### Work task 1
In the announcement about U-M's new animal research website, which two offices created the site?
### Work task 2
Pick up the announcement about U-M's new animal research website after its final sentence and continue writing it.
Text shown below:
Office of the Vice President for Global Communications

Wednesday, May 29, 2013

New website shows how animal research at U-M helps save lives

A broad array of advances in medicine, ranging from vaccines to organ transplantation, have relied critically on research and training involving animals, most of them bred specifically for use in the laboratory.

As one of the world's top research and educational institutions, U-M has many research projects and training courses that can't be done without animals.


The role of laboratory animals in medical advances is the focus of a new website at U-M. (Photo by Austin Thomason, Michigan Photography)


More information

View U-M's new website on animal research.
• Suggestions and feedback on the website can be sent to

Few patients and their families realize the importance of laboratory animals to development of the medicines they take or the medical procedures they undergo. Nor do they see the commitment required to maintain the health and well being of the animals, and to ensure that they are treated humanely, ethically, and in accordance with the law.

Now, a newly revamped website showcases this aspect of medical research and training, showing its impact, highlighting the resources available for animal use and care, and addressing key issues that have appeared in the media.

Created by the Office of the Vice President for Research and the Health System Public Relations office, the site is designed for the general public as well as for the university community. It replaces an earlier site at the same address.
End of Text shown.
Provided data below:
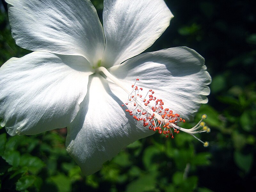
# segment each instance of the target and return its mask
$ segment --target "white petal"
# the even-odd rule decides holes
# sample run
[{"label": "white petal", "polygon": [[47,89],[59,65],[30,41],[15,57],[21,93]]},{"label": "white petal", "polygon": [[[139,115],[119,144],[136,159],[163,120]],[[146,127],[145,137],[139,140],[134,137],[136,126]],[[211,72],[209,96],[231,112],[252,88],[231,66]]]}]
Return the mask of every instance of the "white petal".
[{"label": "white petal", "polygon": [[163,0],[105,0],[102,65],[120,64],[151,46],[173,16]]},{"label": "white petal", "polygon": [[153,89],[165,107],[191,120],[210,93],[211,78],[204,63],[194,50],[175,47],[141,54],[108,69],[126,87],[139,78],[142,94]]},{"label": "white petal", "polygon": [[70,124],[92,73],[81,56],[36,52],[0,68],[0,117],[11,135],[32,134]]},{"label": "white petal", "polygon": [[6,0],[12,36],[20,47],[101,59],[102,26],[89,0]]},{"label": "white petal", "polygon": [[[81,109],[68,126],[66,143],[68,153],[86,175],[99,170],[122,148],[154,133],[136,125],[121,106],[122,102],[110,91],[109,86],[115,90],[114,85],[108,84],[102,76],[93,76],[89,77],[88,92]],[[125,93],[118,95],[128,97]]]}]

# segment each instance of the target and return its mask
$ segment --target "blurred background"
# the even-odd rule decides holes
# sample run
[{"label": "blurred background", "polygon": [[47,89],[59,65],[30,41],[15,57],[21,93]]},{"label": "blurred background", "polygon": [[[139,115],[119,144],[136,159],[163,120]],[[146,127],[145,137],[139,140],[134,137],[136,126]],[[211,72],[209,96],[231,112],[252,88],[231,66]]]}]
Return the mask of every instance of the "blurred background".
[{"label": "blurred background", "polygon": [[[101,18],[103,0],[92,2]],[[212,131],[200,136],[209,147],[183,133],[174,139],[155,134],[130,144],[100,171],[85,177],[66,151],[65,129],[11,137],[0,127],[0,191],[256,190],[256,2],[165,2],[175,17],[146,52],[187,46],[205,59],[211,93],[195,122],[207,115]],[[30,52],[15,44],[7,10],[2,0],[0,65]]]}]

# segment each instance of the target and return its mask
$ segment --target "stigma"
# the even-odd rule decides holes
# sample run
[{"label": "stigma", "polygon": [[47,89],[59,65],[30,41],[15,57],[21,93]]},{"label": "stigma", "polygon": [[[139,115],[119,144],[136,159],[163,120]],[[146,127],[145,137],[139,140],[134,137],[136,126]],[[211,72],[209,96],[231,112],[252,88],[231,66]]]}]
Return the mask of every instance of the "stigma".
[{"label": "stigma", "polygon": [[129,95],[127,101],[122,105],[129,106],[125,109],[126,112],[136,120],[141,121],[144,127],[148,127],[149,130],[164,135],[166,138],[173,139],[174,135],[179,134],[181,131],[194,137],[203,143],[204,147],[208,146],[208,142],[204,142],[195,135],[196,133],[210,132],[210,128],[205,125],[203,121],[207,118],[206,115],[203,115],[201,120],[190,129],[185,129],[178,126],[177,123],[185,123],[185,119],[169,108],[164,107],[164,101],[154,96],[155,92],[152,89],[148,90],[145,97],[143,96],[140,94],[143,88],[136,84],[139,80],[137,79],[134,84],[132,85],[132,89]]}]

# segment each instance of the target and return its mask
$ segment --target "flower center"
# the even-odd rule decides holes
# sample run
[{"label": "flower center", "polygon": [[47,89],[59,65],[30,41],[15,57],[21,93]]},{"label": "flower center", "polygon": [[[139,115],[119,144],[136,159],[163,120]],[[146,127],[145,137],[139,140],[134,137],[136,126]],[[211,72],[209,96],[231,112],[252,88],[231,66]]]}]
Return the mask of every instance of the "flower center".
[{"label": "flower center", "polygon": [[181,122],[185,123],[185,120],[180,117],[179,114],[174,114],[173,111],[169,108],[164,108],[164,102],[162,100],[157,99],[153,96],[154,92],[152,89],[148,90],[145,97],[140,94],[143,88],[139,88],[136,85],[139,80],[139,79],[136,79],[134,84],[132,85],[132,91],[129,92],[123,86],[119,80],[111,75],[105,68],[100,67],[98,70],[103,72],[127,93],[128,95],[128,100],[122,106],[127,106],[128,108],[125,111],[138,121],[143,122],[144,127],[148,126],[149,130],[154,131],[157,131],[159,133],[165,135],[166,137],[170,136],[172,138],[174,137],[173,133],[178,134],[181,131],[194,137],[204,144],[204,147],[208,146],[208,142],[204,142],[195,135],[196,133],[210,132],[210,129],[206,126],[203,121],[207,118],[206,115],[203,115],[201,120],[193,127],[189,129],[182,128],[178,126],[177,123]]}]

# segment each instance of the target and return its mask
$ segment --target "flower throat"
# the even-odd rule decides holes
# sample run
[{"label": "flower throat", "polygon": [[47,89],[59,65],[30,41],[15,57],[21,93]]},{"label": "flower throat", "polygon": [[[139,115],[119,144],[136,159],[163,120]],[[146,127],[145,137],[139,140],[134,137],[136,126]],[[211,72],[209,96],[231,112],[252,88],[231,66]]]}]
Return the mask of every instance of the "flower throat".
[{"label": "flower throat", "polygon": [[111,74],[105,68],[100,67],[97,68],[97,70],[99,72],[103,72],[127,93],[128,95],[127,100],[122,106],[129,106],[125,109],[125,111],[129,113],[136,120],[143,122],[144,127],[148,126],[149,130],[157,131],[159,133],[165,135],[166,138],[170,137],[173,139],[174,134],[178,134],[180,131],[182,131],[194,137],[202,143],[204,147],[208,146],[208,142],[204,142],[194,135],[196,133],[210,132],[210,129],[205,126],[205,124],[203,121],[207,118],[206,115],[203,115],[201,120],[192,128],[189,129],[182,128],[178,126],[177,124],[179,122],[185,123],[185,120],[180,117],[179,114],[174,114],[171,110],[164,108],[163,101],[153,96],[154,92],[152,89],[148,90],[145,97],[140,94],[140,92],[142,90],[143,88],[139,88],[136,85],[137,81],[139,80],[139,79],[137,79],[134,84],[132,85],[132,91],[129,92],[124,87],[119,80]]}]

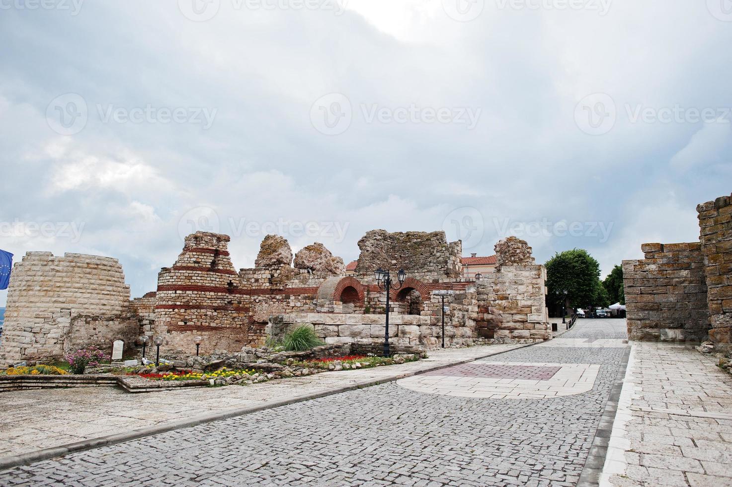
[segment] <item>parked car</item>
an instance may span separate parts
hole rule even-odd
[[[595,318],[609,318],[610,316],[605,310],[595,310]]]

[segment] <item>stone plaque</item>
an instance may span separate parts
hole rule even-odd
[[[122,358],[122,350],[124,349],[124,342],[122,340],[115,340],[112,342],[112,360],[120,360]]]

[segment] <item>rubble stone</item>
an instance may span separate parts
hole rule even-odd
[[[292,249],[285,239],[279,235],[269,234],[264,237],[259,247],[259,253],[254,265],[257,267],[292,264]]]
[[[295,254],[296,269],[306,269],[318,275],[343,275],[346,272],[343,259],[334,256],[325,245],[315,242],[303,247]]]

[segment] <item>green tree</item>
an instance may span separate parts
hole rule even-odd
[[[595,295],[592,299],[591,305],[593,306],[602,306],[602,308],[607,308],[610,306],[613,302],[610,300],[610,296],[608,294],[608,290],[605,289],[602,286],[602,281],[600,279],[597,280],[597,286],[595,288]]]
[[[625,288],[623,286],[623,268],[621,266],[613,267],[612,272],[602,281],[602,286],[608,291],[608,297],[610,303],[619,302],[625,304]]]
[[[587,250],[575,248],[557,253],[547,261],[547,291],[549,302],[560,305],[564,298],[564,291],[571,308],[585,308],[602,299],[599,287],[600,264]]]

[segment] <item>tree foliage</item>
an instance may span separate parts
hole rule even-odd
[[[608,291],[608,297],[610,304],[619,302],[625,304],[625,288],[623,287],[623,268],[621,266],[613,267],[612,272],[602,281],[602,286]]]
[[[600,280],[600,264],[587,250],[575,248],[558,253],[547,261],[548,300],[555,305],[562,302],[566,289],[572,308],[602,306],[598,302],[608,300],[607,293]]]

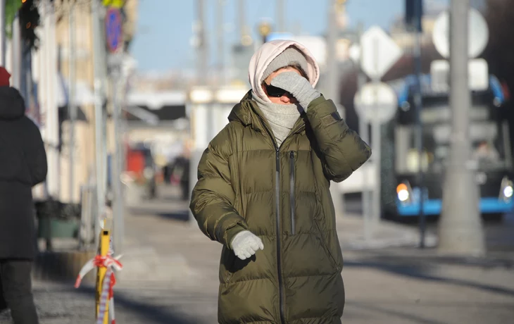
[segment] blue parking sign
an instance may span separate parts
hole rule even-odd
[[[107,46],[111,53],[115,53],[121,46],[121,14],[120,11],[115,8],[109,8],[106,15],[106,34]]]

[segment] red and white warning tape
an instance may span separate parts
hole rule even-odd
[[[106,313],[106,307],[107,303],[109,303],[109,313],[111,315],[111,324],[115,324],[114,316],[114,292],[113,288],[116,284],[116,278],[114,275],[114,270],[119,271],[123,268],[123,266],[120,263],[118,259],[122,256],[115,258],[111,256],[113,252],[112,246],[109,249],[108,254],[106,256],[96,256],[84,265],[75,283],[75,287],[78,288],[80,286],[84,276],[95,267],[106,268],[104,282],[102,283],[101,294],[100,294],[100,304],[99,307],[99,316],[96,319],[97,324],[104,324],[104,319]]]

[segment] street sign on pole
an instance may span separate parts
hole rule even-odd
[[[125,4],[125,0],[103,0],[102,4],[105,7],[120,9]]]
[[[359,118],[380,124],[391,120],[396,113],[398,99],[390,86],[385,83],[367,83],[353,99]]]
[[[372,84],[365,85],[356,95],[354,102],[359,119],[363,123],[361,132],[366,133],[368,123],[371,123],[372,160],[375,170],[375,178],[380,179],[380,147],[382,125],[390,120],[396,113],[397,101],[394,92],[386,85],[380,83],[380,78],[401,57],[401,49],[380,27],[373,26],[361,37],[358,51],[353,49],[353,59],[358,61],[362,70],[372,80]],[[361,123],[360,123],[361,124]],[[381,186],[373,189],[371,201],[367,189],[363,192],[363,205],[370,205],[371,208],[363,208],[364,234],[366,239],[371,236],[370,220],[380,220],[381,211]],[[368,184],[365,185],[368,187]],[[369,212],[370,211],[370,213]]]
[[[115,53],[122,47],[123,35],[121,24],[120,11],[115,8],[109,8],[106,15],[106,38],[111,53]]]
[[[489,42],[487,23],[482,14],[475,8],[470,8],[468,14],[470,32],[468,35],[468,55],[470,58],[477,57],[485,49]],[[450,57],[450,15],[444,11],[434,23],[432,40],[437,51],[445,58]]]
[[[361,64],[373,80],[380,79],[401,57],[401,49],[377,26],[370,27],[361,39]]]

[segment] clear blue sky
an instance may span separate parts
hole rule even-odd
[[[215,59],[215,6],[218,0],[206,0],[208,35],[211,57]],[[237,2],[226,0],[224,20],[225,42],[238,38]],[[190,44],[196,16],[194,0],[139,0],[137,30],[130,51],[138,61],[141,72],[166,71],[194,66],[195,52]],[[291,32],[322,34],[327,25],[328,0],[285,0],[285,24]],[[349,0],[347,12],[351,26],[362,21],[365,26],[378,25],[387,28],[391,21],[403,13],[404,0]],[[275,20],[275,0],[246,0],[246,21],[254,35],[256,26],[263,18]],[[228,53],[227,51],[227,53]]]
End of Provided data.
### Task answer 1
The Office of the Vice President for Research and the Health System Public Relations office.

### Task answer 2
Some of the facts on the website about the use of animals in research and training at U-M include:

• 98 percent of all U-M laboratory animals are mice, rats, and various species of fish.

• More than 1,000 projects involving vertebrate animals, led by more than 500 faculty members, are underway at U-M — all under the supervision of the University Committee on Use and Care of Animals (UCUCA).

• The university practices the "three R's," aimed at reducing the number of animals used to the minimum necessary, replacing animals with other options whenever possible, and refining practices to ensure the most humane conditions possible.

• For more than 50 years, the Medical School's Unit for Laboratory Animal Medicine (ULAM) has been a national leader in caring for lab animals, and training new generations of lab animal professionals.

• Contrary to rumor, U-M never collects stray animals to be used in research. These and other issues are addressed on the "Hot Topics" section of the website.

• Research with laboratory animals has led to discoveries that prevent and treat diseases in pets as well as animals on farms and in the wild.